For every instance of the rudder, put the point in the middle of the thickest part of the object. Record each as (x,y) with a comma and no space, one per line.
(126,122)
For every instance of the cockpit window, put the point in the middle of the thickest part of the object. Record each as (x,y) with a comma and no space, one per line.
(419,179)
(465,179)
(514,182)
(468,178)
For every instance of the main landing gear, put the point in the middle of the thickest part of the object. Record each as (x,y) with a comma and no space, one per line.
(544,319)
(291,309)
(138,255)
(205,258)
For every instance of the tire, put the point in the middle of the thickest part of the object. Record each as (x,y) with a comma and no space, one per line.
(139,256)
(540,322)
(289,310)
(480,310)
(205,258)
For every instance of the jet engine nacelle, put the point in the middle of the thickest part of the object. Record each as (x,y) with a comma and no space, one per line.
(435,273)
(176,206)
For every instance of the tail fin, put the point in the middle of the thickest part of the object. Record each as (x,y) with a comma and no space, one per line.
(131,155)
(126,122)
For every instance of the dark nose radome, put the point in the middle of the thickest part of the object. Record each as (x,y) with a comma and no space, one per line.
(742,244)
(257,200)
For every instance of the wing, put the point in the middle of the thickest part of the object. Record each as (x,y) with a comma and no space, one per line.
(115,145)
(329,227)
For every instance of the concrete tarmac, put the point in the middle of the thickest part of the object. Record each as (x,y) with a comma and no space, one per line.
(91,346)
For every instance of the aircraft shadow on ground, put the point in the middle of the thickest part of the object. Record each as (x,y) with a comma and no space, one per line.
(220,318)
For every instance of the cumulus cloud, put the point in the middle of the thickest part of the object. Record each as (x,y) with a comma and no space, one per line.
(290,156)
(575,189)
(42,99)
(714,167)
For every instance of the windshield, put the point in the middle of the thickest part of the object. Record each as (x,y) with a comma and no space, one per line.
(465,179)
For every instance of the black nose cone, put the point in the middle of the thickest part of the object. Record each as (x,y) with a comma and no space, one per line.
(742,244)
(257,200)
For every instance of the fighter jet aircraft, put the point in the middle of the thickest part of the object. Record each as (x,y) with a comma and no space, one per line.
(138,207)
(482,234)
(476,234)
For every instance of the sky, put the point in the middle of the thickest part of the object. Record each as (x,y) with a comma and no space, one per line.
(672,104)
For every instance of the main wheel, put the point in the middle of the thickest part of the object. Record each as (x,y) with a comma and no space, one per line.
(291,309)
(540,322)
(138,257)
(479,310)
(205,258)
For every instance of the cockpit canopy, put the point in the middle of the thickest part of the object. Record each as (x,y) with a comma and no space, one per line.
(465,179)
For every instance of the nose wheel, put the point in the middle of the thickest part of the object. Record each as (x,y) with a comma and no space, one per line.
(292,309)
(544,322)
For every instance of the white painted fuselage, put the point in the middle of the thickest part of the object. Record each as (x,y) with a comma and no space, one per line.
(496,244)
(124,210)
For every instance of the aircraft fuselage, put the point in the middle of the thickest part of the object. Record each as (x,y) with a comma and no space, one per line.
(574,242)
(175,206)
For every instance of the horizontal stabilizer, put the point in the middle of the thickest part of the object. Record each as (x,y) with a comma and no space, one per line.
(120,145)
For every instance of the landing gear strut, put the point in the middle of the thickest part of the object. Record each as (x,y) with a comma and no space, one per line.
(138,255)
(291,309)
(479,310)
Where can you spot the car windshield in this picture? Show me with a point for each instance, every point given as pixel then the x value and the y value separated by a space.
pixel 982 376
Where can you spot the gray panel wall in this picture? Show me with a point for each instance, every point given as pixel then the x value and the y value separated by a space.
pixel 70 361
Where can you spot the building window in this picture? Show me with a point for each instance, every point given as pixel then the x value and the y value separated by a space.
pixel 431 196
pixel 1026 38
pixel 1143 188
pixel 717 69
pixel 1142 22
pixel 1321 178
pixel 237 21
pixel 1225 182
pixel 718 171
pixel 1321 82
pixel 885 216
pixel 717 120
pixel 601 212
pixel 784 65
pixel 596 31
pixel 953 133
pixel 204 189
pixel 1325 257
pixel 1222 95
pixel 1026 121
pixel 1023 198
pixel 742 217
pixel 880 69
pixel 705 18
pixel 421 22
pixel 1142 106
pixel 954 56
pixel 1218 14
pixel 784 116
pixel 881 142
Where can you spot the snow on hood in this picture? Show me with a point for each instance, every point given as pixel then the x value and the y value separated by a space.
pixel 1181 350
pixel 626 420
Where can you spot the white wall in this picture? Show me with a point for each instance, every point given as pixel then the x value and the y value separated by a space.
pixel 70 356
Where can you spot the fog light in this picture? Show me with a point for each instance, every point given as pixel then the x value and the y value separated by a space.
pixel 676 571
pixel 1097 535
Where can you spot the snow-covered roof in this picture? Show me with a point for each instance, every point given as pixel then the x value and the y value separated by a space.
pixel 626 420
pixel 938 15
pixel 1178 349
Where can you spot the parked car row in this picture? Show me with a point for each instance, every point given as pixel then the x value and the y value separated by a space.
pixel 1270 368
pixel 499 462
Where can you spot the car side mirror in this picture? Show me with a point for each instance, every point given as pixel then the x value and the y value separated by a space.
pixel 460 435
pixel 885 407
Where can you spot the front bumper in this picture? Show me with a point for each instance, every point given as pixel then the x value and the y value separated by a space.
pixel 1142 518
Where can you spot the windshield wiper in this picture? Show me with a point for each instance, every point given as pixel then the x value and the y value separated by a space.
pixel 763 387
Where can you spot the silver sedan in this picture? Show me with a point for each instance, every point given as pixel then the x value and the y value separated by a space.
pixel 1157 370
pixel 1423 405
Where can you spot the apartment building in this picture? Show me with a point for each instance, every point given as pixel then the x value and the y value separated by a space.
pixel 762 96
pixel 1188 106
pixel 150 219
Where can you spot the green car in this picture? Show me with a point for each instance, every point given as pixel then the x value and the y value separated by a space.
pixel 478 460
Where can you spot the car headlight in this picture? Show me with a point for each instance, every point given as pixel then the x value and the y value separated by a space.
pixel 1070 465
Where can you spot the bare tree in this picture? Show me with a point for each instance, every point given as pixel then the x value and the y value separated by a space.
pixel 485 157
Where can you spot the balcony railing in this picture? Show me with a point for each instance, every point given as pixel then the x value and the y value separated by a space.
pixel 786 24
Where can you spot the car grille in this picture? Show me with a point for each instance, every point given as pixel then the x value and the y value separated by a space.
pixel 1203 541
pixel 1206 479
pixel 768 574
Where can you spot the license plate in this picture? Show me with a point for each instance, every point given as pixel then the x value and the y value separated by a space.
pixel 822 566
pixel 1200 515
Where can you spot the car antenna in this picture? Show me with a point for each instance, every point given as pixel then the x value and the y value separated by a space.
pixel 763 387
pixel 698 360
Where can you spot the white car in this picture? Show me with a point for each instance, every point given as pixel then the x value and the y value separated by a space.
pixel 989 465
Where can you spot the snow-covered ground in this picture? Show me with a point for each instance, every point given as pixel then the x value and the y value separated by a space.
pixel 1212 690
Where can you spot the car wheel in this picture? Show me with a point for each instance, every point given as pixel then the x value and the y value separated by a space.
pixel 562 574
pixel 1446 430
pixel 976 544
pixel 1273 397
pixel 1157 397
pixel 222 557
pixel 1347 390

------------------------------

* [INSTRUCTIONS TO FOLLOW]: Reproduce the records above exactly as they appear.

* [ANSWER TO THE EXERCISE]:
For every instance of the rudder, put the point in the middle of the thickest part of the object. Record each as (x,y) with a comma and no space, one per line.
(126,122)
For every instance of the cockpit window, put the point in the middle of the thickest part of the object. Record each as (x,y) with a comma and no space, one per line.
(419,179)
(465,179)
(514,182)
(468,178)
For every instance of the main landing gear, put the point in the middle of the thickest part of the object. Record each as (x,y) with a comma and no space, one per line.
(544,319)
(291,309)
(138,255)
(205,258)
For every instance of the tire, put the point in the middle of the thickest part of the object. Record each as (x,y) with a comma and no space, one per line.
(139,256)
(540,322)
(289,310)
(480,310)
(205,258)
For every instance of the jet engine nacelle, put the point in the middle of the thickest part of the object. Record each as (x,y) with a comma and no space, one per line.
(435,273)
(176,206)
For every instance of the tail fin, put the point in the middle of the thickest part of the object. Record each as (x,y) with a comma and no space, one per line.
(131,155)
(126,122)
For every instance of the dark nose radome, put the point in the middle of the thickest part of the object. Record each as (x,y) with a comma and no space, one per line.
(742,244)
(257,200)
For every instance of the wing, put the point in the middle of the thickest part of the object. Record each as (x,y) with a comma and no space, one per line.
(115,145)
(329,227)
For every instance of the concrete tarmac, put the point in the middle of the thickest part of the object. Record each as (x,y) with a comma and no space, one per line.
(91,346)
For every instance of the aircraft shadow on ground, put the point in the middle of the thickest part of the object. Record each as (x,y) with a comma and no space, one per line.
(220,318)
For every instance of the cumulus cloud, put the point in the middle of the thickest part of the object. Record each as (x,y) with a comma and no space, one per line.
(290,156)
(575,189)
(42,99)
(714,167)
For every instance of the windshield, put the point in the middle of the thickest part of the object. Record each as (x,y) with a comma and no space, one per line.
(465,179)
For every instance of the black nose cone, put the point in the middle of the thickest part of the object. Record each as (x,y) with a comma and no space, one per line.
(742,244)
(257,200)
For every instance of the fighter jet aircraft, put the point in the middle of the thickest part of the object. Record each as (x,y) with a comma and no space, one per line.
(138,207)
(482,234)
(476,234)
For every instance of the sky, put the point in the middle of the thickest part of the object. Record each as (x,y) with a comma and no space, one per line.
(672,104)
For every instance of the main wheel, put the point in the middle of the thickest part of the object. Record each as (x,y) with a comma and no space, one per line.
(291,309)
(540,322)
(138,257)
(479,310)
(205,258)
For every instance of the cockpit canopy, put the point in the middle of the thickest part of the object. Record each as (x,y) with a comma and no space, one per line.
(465,179)
For every instance of the nose wheel, put the point in the middle of the thickest part of the object. Record each as (x,y) with a comma and no space, one per line.
(292,309)
(544,322)
For every instance of the white painted fuselage, put the point in the middle of the thickest part of the object. Record each as (x,y) with a comma and no space, one per line.
(496,244)
(124,210)
For every instance of the aircraft fuselage, put the point in the middle of the thickest part of the object. Record each as (x,y) with a comma and no space, one per line.
(574,242)
(175,206)
For every instance of the horizontal stabilizer, put the point in the middle of the thickest part of the object. Record each as (x,y) with a comma and no space, one per line.
(120,145)
For every instance of the landing gear strut, put the point in the middle of the thickest part of the object. Record each as (x,y) with a comma and no space, one per line.
(138,255)
(291,309)
(479,310)
Where can you spot the car windshield in this picture? Show me with a point for each instance, every point given as pixel then the x value and the y value separated by a space.
pixel 982 376
Where can you spot the gray panel wall in this picture? Show me with a point for each instance, every point given as pixel then the x value and the y value separated by a space.
pixel 70 361
Where can you spot the building window in this picture? Show me with a point for each instance, every point given as pixel then the x value and the y value separated by a space.
pixel 431 196
pixel 1026 38
pixel 1143 188
pixel 717 69
pixel 1142 22
pixel 1321 178
pixel 237 21
pixel 1225 182
pixel 718 171
pixel 1321 82
pixel 885 216
pixel 717 120
pixel 601 212
pixel 784 65
pixel 596 31
pixel 953 133
pixel 204 189
pixel 1325 257
pixel 1222 95
pixel 1026 121
pixel 1023 198
pixel 742 217
pixel 880 69
pixel 705 18
pixel 421 22
pixel 1142 106
pixel 954 56
pixel 1218 14
pixel 784 116
pixel 881 142
Where can you spot the snow on hood in this picture? Show me with a point for each instance, every point given as pixel then the x value and the y value separated by a space.
pixel 1181 350
pixel 626 420
Where can you spot the white wall in this picture? Show me with a point for each instance, every point given as pixel then the x value and the y value separated by a space.
pixel 70 356
Where can you spot the fog light in this picture? Show me with a point for each instance, every point given as pixel then the x value and the y value separated by a space.
pixel 676 571
pixel 1097 535
Where can you spot the snow-covered roof in this picture? Show me with a point for each instance, every point given as pixel then the x value and the y value separated by a space.
pixel 626 420
pixel 938 15
pixel 1178 349
Where can you spot the parked car row in this picture? Show me with a point for each instance, every point given as pixel then the x value and the y value separated by a space.
pixel 1270 368
pixel 499 462
Where can you spot the car side mirror in this picture? Show me with a point for each instance, every point given as pixel then the x value and the y value separated by a space.
pixel 460 435
pixel 885 407
Where can you spot the front bumper in this picture? Show me with a point for each instance, every point given as pixel then the x value and the y value separated by a space.
pixel 1142 518
Where can you spot the windshield wiper in this picture? Show me with a point for each instance, every point given as pixel then the x value and the y value separated by a space.
pixel 763 387
Where can you spot the silver sedan in this picture? Show me with a point for each instance, every point given as pixel then the x value and the y value separated by a space.
pixel 1157 370
pixel 1423 405
Where can you spot the apartment building in this picture? Show me with a point for each instance, every point given as pixel then the x value and the y value separated by a space.
pixel 762 96
pixel 1188 106
pixel 150 219
Where can you spot the green car in this picture? Show me with a point for each instance, every point given as pixel then the x value and the y value separated by a space.
pixel 478 460
Where can you spot the car headlight in this picture? Show me with a point for each instance, every point given as pixel then the x value and the y value separated by a space.
pixel 1070 465
Where can you spot the bare tree in this picture? Show me with a point for each instance, every point given as pixel then the x value and the y value separated by a space.
pixel 485 157
Where can you spot the balcony railing in this picture? Show me with a point for each instance, every point given as pixel then the x value and the y value separated by a space.
pixel 786 24
Where can you spot the car grille in this picture? Show me with a point for each instance, every point given as pixel then the x value and the y value separated by a space.
pixel 1203 541
pixel 1206 479
pixel 768 574
Where can you spot the license plate in this picture? Show me with a point for each instance, every point given as pixel then the x value and the y value separated by a space.
pixel 822 566
pixel 1200 515
Where can you spot the car antenna in this picture? Show me with a point for each instance, every point given as pixel then the x value and the y value separated by a space.
pixel 763 387
pixel 698 360
Where can you spot the white car in this picture? Show me with a point for each instance, every point given as pixel then the x value and the y value separated by a space.
pixel 989 465
Where can you spot the snow-covered ground in this picture? Show me with a point for each instance, every point given as pixel then the x value and the y value separated by a space.
pixel 1212 690
Where can you spot the car wheel in this picture? Show me with a point for each instance, every point given as pixel then the x value and the y value separated by a space.
pixel 562 574
pixel 1446 430
pixel 976 544
pixel 1273 397
pixel 1157 397
pixel 222 557
pixel 1347 390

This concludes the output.